Given records:

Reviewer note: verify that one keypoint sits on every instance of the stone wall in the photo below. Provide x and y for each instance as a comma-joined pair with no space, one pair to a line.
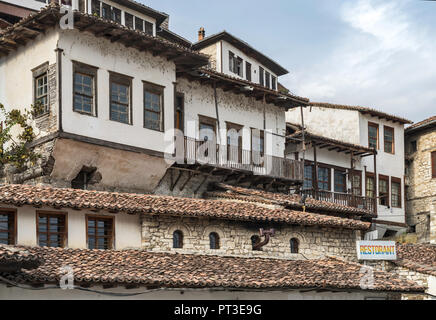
235,238
421,188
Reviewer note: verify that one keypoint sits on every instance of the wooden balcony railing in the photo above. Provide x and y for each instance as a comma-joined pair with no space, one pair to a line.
231,157
349,200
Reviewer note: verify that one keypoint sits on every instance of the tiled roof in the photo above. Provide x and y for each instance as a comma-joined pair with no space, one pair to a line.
417,257
164,205
165,270
364,110
291,201
422,124
13,259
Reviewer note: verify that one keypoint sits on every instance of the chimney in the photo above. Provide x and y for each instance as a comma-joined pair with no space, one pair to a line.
201,34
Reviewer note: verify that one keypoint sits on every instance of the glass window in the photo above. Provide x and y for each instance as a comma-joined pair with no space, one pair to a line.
178,239
153,107
373,135
340,181
396,193
384,191
51,230
389,140
83,93
100,233
214,240
308,177
324,179
7,227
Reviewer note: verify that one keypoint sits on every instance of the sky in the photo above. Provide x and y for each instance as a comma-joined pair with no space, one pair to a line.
372,53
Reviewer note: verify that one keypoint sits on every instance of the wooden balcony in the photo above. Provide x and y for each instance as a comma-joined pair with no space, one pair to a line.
345,199
228,160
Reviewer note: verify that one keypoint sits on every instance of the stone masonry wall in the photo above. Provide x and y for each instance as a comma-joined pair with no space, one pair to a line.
235,238
421,190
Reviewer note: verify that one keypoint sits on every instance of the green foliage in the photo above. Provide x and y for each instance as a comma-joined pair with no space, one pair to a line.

Activity: Would you return exactly the lines from the one containing "the stone masonry" through the end of the listing, both included, and only them?

Result for this exercise:
Reviewer note: verify that one keypoint sits on every instance of the stone masonry wall in the photo above. Provide x and y for each instance as a comma-joined pair with no space, one pair to a line.
235,238
421,190
Reviewer note: verify that one keypoint sits on every instance of the green foliage in the photo above. Provide x and y for each instance as a comma-joined pair with no space, one pair to a line.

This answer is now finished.